Exercise: Output the line that contains "Exercise. Put one point on each instance of the bus" and every line after it to the end of the entries, with nothing added or left out.
:::
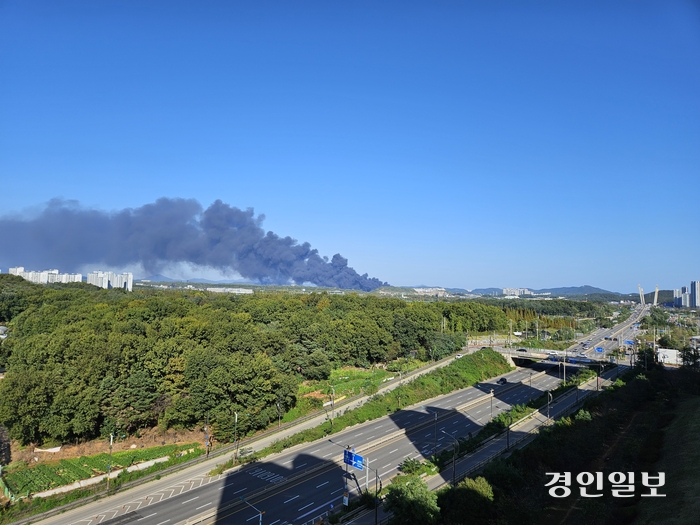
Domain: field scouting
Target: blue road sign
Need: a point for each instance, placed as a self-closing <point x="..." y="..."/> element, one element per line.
<point x="352" y="459"/>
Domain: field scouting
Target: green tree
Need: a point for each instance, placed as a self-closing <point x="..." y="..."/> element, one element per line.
<point x="410" y="502"/>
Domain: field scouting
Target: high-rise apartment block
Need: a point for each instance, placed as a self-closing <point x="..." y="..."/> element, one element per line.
<point x="112" y="280"/>
<point x="46" y="276"/>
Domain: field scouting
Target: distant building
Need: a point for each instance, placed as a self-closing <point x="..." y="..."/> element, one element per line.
<point x="46" y="276"/>
<point x="694" y="294"/>
<point x="109" y="280"/>
<point x="243" y="291"/>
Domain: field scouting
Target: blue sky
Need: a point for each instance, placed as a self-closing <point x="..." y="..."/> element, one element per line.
<point x="460" y="144"/>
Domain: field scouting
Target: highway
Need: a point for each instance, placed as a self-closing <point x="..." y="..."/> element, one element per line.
<point x="306" y="480"/>
<point x="299" y="482"/>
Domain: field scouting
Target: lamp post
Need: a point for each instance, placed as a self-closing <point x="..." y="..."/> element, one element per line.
<point x="235" y="435"/>
<point x="454" y="458"/>
<point x="377" y="490"/>
<point x="260" y="512"/>
<point x="109" y="467"/>
<point x="435" y="418"/>
<point x="510" y="421"/>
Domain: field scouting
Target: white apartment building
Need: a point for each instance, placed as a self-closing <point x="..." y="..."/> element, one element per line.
<point x="110" y="280"/>
<point x="46" y="276"/>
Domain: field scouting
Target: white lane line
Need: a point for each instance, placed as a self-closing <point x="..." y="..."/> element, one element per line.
<point x="385" y="473"/>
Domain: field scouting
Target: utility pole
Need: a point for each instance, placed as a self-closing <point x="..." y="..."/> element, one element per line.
<point x="235" y="436"/>
<point x="454" y="458"/>
<point x="109" y="467"/>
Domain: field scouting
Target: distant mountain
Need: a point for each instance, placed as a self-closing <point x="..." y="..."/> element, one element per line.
<point x="488" y="291"/>
<point x="563" y="291"/>
<point x="575" y="290"/>
<point x="225" y="281"/>
<point x="158" y="278"/>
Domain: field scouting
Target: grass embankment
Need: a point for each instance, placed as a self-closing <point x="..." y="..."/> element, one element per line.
<point x="625" y="429"/>
<point x="347" y="382"/>
<point x="462" y="373"/>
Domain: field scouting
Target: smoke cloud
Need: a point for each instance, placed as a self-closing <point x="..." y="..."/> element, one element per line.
<point x="67" y="236"/>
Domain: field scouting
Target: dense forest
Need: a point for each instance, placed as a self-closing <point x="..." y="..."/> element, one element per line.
<point x="83" y="362"/>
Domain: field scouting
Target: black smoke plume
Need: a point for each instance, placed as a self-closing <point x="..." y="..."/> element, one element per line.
<point x="67" y="237"/>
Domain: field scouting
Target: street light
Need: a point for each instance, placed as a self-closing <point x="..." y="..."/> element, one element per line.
<point x="434" y="446"/>
<point x="454" y="458"/>
<point x="260" y="512"/>
<point x="235" y="435"/>
<point x="510" y="421"/>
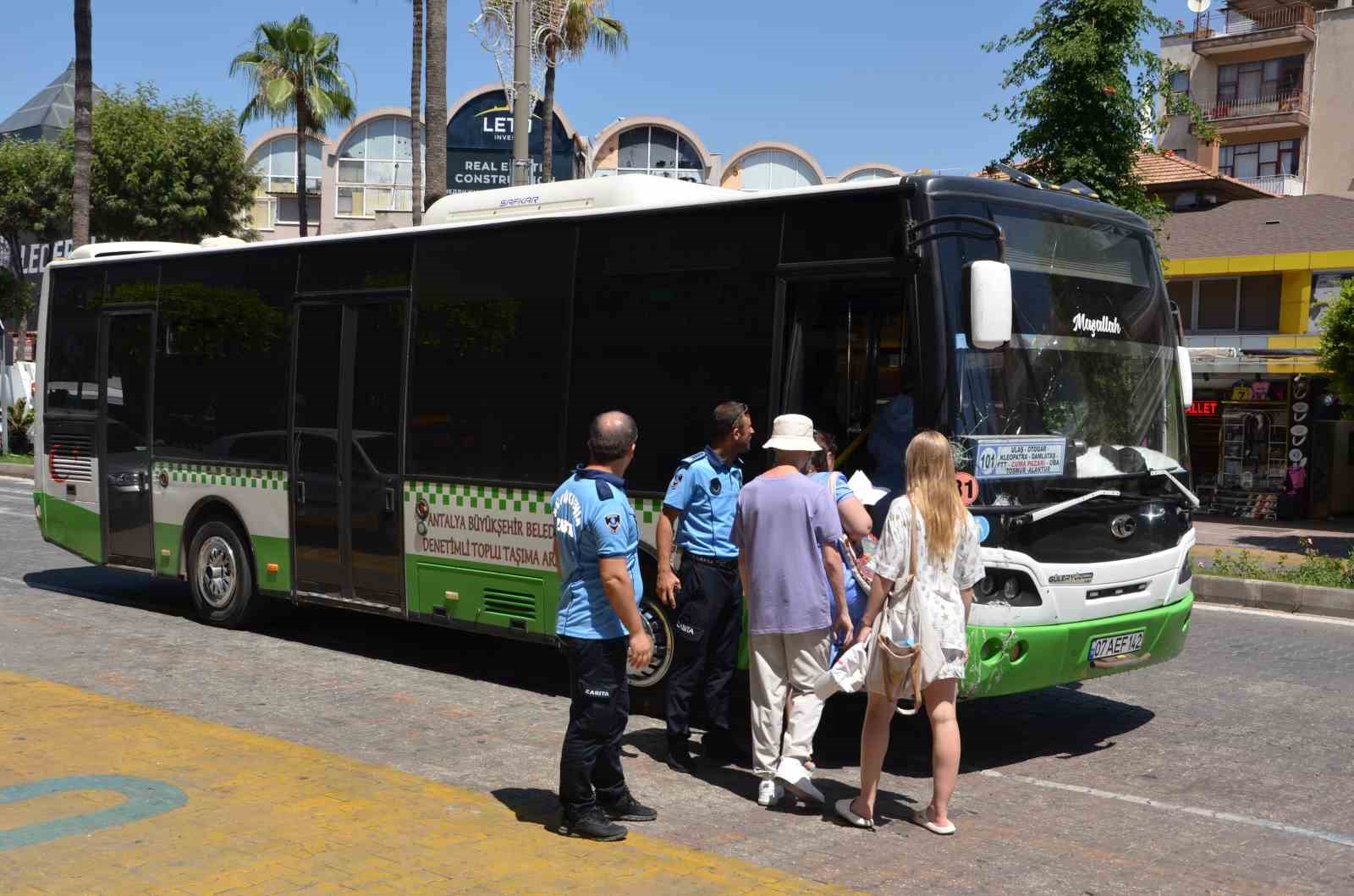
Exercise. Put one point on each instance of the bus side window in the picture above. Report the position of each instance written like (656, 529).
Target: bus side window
(845, 361)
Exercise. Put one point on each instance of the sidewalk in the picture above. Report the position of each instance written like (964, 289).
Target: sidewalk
(101, 794)
(1272, 541)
:::
Exercise answer:
Exercise. Put one point on each instance of the bus side window in the picture above. Report the position of each instance written like (656, 529).
Target: bus side window
(845, 361)
Exercise. Put one point on each instance of the sidewalk in the picture above. Report the position of each instance written like (964, 289).
Target: sidewalk
(101, 794)
(1272, 541)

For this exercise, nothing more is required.